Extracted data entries
────────

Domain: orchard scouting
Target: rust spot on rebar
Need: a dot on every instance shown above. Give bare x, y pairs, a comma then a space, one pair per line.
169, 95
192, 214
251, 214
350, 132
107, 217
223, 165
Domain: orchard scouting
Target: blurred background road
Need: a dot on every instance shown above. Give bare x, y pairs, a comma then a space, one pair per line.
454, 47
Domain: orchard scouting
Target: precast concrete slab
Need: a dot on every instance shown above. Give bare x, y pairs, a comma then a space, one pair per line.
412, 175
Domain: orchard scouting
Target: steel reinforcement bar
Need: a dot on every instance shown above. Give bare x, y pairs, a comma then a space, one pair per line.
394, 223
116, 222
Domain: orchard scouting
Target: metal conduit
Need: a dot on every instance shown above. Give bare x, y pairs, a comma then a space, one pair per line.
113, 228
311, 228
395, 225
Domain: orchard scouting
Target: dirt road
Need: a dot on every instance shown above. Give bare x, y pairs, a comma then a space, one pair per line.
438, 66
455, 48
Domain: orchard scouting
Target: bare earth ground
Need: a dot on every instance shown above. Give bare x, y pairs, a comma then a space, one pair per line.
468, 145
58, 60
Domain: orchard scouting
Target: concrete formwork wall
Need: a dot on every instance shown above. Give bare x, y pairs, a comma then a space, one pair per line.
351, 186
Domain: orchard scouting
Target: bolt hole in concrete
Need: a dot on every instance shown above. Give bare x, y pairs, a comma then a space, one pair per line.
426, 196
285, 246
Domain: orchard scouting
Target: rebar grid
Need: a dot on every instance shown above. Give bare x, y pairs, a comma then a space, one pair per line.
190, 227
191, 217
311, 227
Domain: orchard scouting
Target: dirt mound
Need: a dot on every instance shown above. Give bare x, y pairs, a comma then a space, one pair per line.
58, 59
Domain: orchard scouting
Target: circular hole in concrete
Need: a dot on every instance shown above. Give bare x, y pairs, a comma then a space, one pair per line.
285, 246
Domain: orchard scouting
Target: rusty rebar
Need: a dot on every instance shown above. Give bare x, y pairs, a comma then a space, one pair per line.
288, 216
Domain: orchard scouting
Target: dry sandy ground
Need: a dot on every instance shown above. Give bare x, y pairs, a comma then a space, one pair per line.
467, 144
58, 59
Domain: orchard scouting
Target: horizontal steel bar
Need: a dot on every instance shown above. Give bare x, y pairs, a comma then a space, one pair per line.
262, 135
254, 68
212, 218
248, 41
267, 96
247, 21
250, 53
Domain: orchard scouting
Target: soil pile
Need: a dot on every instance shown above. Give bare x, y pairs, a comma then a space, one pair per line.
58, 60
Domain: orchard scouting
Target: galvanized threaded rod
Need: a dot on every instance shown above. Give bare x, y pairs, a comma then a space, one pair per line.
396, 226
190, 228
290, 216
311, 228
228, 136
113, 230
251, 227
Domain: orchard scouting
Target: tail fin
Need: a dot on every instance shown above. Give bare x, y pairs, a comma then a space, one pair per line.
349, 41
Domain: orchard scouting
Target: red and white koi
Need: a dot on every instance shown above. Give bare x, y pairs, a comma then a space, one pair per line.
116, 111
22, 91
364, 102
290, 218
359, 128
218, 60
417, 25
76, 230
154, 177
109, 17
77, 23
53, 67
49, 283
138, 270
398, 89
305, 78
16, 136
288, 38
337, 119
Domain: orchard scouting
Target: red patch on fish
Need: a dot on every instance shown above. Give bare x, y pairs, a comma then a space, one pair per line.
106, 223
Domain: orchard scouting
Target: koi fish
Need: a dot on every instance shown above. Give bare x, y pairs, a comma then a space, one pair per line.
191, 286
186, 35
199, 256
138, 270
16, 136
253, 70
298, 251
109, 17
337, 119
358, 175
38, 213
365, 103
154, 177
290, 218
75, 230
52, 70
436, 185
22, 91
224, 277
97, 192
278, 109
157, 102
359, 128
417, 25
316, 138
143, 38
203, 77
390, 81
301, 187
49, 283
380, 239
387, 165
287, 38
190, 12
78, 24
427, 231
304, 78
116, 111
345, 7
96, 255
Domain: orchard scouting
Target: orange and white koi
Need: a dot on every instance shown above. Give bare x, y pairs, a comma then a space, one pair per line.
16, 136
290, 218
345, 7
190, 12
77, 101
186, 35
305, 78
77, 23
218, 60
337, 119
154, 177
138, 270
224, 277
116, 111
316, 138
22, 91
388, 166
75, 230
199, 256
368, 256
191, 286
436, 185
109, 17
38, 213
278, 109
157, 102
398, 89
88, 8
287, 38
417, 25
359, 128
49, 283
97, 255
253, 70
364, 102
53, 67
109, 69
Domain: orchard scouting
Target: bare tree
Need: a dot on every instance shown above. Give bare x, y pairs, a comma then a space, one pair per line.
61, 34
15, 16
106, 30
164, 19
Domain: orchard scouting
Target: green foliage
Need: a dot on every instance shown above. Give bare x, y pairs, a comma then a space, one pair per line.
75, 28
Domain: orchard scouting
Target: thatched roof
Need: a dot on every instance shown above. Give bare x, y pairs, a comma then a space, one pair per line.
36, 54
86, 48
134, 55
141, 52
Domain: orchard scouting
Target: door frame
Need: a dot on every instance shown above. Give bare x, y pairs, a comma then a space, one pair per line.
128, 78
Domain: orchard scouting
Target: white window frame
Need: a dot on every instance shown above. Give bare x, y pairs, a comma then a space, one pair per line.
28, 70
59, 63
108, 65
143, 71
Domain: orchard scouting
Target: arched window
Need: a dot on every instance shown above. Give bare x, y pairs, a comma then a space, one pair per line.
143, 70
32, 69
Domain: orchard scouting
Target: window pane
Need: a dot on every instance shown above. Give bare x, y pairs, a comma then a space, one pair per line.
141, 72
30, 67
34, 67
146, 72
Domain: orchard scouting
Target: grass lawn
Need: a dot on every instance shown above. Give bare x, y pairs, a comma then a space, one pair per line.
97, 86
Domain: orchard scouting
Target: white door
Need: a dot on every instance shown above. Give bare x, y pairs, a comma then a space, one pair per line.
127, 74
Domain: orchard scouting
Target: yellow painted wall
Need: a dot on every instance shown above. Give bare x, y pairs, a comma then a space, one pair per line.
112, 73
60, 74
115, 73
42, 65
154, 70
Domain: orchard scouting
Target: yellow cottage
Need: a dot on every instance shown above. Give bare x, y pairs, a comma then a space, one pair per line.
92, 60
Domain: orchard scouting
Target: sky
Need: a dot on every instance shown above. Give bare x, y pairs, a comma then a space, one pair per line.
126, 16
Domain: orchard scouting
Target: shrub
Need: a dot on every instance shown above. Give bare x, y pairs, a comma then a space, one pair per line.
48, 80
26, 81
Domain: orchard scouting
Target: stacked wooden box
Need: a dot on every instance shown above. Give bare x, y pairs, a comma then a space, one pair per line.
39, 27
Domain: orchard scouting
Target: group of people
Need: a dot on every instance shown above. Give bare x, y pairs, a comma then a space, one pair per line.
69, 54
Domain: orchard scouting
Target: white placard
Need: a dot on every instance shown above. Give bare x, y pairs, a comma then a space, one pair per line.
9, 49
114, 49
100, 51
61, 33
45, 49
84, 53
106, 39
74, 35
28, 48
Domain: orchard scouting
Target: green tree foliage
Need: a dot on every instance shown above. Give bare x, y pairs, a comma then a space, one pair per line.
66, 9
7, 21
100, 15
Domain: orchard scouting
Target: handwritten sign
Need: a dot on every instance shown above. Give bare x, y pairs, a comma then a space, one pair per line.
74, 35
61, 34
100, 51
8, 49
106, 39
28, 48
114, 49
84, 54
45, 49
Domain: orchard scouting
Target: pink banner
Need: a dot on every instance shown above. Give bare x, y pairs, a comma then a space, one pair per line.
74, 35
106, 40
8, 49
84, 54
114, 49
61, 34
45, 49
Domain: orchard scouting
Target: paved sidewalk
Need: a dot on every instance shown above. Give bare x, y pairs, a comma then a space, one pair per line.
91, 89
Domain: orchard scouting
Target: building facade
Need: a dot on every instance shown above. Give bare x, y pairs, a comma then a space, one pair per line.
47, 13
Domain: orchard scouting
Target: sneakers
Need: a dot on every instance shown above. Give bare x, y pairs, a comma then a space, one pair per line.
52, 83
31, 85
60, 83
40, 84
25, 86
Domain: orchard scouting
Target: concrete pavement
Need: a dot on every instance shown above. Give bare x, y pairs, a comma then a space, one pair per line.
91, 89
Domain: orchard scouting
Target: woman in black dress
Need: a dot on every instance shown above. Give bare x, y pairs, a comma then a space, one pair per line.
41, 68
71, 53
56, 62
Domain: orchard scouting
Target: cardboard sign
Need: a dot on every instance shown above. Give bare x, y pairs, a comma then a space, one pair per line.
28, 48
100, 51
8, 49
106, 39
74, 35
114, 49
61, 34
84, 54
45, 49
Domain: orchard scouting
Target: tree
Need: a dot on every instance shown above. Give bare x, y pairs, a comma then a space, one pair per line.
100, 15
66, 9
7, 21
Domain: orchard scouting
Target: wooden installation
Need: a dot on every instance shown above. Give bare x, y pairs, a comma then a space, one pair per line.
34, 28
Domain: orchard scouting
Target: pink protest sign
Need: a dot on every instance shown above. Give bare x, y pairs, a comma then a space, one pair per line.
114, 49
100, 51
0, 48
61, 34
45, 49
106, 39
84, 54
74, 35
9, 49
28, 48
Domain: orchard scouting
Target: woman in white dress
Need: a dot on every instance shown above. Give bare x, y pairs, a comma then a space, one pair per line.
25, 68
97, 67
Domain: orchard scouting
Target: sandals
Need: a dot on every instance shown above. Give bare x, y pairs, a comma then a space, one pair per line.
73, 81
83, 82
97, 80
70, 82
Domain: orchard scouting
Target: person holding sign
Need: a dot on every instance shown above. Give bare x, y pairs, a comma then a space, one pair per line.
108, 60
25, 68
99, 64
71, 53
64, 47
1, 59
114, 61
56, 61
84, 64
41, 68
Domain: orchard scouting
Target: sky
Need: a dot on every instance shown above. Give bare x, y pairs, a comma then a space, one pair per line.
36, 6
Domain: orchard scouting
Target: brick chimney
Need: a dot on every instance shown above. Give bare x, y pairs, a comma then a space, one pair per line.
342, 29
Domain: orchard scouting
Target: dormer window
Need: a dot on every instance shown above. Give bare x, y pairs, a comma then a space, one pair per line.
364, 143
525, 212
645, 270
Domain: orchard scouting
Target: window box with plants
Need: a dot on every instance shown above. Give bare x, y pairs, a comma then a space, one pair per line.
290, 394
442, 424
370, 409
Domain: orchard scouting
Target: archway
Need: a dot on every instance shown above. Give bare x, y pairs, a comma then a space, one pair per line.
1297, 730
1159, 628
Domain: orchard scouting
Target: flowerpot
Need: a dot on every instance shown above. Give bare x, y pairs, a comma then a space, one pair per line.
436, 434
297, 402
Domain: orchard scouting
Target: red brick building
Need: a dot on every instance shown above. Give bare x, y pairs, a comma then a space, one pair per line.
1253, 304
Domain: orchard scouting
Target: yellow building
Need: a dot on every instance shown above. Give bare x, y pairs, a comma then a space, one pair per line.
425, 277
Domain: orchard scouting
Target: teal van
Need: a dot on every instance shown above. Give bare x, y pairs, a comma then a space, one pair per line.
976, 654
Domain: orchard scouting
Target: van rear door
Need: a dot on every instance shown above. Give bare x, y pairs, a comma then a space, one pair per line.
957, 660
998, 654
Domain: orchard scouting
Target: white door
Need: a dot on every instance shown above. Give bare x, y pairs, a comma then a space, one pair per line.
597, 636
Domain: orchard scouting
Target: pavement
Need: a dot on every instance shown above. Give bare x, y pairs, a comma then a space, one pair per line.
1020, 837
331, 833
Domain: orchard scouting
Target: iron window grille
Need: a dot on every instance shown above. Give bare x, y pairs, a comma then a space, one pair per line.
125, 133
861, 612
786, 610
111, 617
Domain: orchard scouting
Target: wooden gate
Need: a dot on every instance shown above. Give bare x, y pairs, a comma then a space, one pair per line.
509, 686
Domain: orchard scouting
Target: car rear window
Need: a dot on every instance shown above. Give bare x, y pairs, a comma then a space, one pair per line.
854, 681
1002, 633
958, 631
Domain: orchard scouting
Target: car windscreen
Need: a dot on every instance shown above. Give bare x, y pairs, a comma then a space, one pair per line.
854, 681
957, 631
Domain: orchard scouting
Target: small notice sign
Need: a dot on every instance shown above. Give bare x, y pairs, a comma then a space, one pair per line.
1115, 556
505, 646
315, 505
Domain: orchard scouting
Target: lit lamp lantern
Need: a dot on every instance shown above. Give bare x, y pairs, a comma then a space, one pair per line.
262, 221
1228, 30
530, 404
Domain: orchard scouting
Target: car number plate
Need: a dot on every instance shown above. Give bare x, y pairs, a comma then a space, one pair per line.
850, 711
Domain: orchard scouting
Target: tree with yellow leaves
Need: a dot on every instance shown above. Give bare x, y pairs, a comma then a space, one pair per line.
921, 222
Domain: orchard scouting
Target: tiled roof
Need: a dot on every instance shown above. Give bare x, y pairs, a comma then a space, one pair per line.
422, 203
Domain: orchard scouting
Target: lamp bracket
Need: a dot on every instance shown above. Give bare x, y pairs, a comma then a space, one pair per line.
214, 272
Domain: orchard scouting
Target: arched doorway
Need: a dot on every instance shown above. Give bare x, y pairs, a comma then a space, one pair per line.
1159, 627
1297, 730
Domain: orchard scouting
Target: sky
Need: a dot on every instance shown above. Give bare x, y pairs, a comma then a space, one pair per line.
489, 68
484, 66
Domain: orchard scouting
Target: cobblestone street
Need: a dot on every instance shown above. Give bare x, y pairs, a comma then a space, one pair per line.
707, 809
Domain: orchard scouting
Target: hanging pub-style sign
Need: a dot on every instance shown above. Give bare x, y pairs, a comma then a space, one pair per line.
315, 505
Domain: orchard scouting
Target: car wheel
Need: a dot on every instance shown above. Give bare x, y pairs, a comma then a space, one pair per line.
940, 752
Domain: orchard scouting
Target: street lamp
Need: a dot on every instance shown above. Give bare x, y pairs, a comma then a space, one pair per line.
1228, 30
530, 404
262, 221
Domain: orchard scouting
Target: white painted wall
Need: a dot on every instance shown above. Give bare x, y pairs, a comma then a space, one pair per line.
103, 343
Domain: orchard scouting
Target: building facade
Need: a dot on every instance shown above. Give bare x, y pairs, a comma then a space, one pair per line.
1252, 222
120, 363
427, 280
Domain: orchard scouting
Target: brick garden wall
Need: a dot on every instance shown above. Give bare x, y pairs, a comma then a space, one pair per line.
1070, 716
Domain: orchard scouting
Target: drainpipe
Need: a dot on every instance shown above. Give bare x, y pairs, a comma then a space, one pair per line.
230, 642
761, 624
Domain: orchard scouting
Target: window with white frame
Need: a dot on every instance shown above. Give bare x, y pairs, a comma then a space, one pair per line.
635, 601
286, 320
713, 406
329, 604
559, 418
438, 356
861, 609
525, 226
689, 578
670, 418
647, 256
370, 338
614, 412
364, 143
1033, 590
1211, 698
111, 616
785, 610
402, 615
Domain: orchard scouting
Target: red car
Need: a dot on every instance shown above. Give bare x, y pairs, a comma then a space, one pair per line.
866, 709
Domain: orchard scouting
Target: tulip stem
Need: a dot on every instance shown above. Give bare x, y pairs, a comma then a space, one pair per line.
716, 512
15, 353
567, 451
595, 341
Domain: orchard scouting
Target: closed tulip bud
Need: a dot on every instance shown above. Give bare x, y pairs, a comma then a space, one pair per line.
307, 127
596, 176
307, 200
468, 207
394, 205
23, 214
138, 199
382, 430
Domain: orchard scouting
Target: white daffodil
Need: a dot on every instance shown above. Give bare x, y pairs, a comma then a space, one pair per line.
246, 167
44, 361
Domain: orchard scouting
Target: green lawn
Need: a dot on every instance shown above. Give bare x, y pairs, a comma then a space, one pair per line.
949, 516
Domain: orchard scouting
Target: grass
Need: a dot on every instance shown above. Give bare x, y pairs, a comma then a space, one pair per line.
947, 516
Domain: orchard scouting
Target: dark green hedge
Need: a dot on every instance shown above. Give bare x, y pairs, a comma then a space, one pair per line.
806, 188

────────

→ What is expected: From the listing above, show every line containing the string "lamp", copying each one unchanged.

→ Task solution:
Target: lit lamp lantern
Target: lamp bracket
Target: street lamp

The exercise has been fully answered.